> Excerpt
# Stocking Ideas!



## kfryman (Nov 7, 2011)

Okay so sometime soon, hopefully, I will get a 16 gallon tank that comes with a stand, for a low cost of free! It will be filtered by an Ehiem Pro 2232, rated for up to 35 gallons with 150 GPH or so. The substrate will be Carbisea Eco-Complete sand. It will have live plants but not heavily planted.

I am leaning to species that are from the same region so neon/cardinal tetras with cories. Any suitable stocking ideas are welcome. No betta I want something different.

My first idea was:
10-12 neons or 7-9 cardinals
5-6 peppered cories
honey/dwarf flame gourami (If bio-load permits)


----------



## Olympia (Aug 25, 2011)

What kind of water do you have?
Neons and cories doesn't really sound "different" to me, why not go for something more unique? 
Hate to impose my dreams on you, but I would loove a coldwater tank with celestial pearl danios and panda loach :3 Both are even Asian species! Cold water fish don't get enough credit in my opinion


----------



## thekoimaiden (Oct 19, 2011)

> Data to process
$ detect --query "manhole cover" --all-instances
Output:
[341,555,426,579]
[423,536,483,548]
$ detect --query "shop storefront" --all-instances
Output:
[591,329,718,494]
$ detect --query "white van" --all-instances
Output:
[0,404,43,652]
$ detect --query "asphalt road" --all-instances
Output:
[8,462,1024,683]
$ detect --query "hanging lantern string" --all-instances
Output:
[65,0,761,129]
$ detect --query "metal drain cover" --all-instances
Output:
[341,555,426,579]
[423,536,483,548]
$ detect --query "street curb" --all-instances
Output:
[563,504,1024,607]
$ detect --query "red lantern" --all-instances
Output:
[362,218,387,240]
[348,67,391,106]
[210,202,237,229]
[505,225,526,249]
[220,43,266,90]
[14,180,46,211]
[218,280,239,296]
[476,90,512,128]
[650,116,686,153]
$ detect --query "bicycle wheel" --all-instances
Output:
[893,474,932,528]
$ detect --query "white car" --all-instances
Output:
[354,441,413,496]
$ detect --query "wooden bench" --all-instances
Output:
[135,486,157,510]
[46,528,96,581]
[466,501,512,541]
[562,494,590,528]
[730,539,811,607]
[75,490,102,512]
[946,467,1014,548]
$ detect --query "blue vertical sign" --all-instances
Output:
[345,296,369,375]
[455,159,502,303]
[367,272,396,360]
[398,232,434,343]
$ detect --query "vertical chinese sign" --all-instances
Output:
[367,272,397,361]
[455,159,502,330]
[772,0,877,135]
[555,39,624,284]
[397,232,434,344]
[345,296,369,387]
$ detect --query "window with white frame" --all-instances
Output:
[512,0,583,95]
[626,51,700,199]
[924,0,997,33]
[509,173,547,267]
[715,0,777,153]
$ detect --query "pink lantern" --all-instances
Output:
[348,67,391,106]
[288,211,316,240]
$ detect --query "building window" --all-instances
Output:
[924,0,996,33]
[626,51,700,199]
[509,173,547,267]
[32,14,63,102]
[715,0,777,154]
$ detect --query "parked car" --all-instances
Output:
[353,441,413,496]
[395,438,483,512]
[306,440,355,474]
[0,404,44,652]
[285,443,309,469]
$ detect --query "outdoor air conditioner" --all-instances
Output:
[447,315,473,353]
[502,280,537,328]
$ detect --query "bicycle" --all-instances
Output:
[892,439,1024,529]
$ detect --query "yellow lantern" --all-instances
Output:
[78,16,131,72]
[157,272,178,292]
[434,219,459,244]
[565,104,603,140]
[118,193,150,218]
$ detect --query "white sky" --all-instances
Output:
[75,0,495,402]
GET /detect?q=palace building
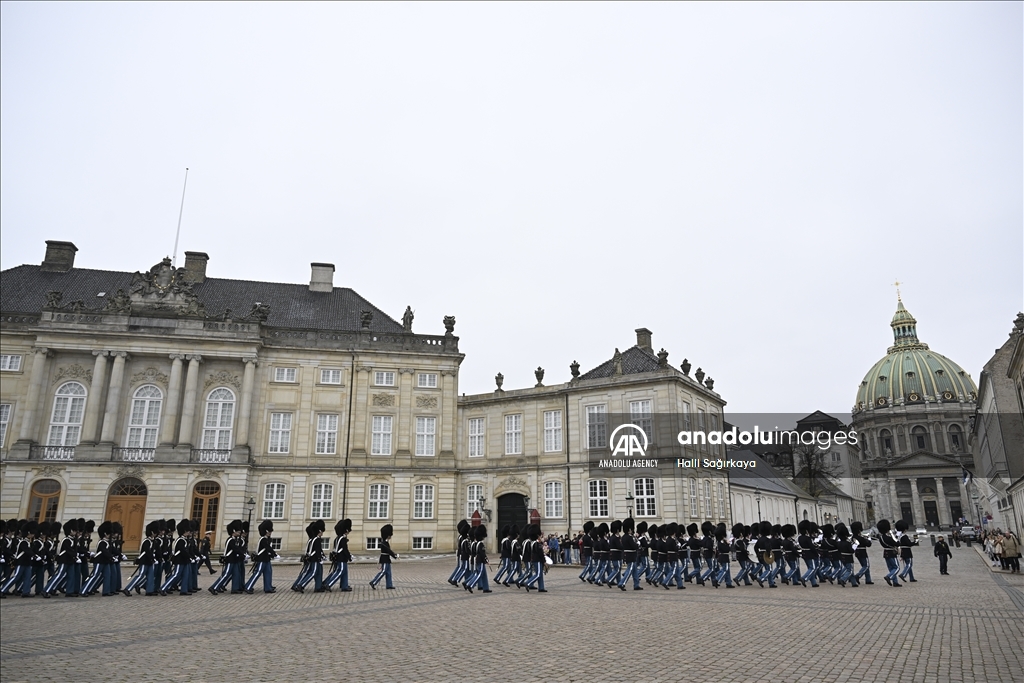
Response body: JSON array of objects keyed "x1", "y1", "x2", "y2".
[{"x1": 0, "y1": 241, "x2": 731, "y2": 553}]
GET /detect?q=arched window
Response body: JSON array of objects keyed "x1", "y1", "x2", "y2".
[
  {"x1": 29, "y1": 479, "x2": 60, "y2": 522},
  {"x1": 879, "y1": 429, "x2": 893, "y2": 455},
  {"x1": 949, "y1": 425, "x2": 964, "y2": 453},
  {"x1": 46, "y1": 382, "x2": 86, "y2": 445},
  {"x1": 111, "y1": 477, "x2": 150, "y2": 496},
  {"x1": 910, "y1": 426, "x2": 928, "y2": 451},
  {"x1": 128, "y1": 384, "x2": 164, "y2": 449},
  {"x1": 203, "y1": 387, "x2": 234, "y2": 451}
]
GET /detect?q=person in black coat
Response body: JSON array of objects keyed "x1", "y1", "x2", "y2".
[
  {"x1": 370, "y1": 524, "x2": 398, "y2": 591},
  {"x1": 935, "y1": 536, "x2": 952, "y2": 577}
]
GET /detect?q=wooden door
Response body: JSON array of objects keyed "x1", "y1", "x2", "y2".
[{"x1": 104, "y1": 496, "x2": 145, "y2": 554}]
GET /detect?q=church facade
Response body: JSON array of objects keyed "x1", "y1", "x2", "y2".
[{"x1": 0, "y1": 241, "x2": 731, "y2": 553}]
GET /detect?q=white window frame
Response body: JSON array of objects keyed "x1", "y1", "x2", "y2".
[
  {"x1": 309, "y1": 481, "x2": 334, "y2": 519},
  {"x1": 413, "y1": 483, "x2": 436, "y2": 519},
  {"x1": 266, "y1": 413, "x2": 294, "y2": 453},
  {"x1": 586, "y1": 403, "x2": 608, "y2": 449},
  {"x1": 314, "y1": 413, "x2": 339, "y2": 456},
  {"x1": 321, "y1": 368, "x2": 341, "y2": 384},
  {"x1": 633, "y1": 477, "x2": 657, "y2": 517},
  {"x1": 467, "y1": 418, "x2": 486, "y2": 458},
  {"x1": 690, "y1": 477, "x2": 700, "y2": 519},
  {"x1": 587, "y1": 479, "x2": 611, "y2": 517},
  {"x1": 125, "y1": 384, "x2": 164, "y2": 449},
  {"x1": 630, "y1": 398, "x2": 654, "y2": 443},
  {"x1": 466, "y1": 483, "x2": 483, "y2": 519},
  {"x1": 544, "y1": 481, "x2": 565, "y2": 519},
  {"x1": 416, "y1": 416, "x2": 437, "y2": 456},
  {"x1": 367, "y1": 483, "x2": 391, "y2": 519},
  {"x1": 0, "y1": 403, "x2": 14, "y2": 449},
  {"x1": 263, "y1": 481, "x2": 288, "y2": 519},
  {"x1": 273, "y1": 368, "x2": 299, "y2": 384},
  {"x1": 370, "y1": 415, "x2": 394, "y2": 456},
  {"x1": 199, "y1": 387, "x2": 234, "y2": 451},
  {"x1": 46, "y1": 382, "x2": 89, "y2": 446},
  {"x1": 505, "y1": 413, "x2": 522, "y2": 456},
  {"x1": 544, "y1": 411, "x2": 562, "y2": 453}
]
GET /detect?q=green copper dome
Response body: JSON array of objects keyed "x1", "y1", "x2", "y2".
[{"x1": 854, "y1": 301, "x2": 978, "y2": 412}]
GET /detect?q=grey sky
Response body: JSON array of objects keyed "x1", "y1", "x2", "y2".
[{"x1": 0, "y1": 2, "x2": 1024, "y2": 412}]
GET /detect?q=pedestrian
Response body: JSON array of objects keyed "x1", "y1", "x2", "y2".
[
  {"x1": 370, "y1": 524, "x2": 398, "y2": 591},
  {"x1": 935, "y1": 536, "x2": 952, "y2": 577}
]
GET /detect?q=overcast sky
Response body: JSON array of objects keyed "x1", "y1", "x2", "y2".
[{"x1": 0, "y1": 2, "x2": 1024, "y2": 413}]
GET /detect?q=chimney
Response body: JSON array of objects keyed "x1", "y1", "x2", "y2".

---

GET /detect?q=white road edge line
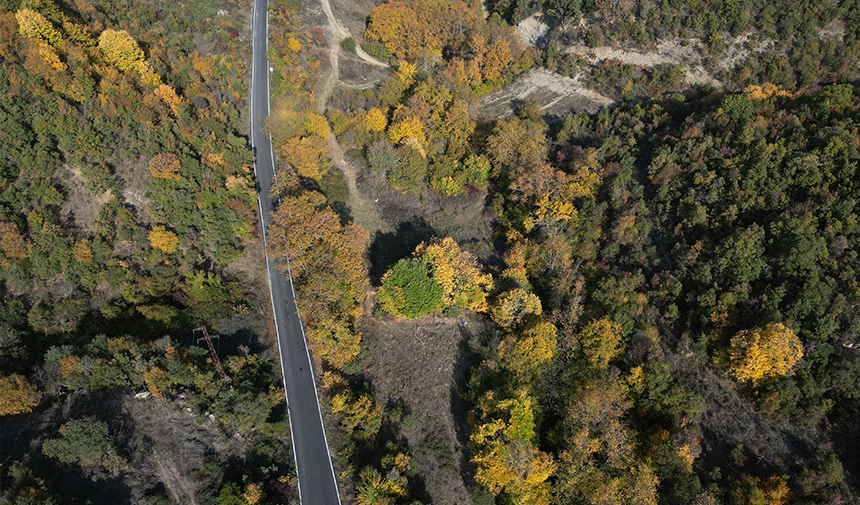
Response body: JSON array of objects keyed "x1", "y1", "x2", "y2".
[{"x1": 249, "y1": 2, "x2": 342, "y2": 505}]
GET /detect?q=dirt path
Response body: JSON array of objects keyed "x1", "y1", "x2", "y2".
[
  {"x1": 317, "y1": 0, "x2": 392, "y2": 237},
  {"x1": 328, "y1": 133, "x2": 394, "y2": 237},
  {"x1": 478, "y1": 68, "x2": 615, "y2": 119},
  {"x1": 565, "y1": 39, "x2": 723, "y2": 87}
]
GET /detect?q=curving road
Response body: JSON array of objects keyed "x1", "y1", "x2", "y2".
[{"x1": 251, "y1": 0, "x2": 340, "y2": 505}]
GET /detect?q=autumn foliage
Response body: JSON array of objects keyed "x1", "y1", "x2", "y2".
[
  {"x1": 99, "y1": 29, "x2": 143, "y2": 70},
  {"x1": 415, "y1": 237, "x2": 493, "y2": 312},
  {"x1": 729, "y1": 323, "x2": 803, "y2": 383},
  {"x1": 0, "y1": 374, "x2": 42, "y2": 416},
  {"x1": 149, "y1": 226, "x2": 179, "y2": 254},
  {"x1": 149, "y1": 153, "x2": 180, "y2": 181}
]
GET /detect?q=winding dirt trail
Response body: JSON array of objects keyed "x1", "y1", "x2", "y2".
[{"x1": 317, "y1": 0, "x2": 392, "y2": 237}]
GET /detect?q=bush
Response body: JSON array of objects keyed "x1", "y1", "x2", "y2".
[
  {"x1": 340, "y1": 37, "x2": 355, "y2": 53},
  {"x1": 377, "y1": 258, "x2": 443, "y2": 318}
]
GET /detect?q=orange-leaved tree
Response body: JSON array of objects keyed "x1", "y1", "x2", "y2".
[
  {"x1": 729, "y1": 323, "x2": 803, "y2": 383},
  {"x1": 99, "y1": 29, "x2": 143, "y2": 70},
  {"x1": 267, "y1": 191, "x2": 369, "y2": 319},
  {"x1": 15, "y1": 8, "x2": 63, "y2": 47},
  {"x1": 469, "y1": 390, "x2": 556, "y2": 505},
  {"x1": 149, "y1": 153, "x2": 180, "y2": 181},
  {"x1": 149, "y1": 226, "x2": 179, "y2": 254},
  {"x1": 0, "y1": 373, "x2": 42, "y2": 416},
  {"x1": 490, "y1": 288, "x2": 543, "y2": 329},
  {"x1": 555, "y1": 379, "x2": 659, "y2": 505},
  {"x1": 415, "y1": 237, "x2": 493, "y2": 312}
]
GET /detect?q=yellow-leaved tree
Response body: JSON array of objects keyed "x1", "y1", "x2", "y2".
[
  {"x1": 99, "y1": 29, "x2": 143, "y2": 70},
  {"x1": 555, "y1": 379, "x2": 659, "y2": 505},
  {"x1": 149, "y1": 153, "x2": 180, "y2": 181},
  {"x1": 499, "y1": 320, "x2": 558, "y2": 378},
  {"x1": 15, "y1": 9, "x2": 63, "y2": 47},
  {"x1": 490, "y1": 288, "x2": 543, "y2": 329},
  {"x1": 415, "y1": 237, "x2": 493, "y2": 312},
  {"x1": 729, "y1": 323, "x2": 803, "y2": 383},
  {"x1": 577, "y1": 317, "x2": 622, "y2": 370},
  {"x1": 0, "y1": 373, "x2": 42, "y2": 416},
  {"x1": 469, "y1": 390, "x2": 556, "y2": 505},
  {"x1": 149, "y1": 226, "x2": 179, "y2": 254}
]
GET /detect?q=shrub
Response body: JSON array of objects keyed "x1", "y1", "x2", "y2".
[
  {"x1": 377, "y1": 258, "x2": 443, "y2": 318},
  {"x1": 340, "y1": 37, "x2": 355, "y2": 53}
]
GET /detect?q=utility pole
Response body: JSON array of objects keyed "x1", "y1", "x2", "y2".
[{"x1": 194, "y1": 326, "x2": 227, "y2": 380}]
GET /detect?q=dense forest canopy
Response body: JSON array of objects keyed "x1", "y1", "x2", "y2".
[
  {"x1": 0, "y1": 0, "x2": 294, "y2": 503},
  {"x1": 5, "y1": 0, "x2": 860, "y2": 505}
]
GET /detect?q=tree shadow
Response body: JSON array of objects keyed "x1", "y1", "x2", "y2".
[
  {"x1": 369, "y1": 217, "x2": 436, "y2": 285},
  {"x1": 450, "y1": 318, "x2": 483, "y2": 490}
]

---

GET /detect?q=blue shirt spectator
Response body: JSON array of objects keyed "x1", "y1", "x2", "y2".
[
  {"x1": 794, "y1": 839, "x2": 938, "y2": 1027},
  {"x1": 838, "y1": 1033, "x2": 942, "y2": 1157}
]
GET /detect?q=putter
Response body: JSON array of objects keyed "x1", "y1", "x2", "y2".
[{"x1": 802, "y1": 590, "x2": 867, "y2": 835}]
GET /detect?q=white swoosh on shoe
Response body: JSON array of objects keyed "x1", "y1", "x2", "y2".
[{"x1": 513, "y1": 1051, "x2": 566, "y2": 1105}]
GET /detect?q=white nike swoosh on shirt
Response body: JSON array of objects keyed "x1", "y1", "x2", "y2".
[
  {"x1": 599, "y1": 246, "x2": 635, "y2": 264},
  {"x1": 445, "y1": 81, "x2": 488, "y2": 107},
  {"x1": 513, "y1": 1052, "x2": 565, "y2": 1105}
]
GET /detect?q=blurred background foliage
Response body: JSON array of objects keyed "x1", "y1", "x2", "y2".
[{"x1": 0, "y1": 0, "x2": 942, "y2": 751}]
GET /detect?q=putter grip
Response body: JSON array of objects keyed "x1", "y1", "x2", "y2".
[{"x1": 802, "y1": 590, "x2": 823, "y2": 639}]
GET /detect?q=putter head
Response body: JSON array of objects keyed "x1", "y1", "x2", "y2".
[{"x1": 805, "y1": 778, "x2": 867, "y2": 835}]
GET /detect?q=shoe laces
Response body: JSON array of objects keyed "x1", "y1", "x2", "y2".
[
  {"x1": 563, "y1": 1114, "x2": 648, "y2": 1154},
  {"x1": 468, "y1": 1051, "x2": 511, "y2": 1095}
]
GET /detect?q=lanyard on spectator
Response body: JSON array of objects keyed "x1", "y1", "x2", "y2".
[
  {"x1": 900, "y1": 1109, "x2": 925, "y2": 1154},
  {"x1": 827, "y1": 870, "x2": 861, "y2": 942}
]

> Actions to take
1. Print the portion of the thread that begins at the words "# Stocking Ideas!" and stops after "not heavily planted.", copied word for word.
2. Please collect every line of the listing that contains the string "shirt", treating uppercase and lowercase as different.

> Response list
1.
# Stocking Ideas!



## kfryman (Nov 7, 2011)

Okay so sometime soon, hopefully, I will get a 16 gallon tank that comes with a stand, for a low cost of free! It will be filtered by an Ehiem Pro 2232, rated for up to 35 gallons with 150 GPH or so. The substrate will be Carbisea Eco-Complete sand. It will have live plants but not heavily planted.

2.
GET /detect?q=blue shirt spectator
GET /detect?q=white nike swoosh on shirt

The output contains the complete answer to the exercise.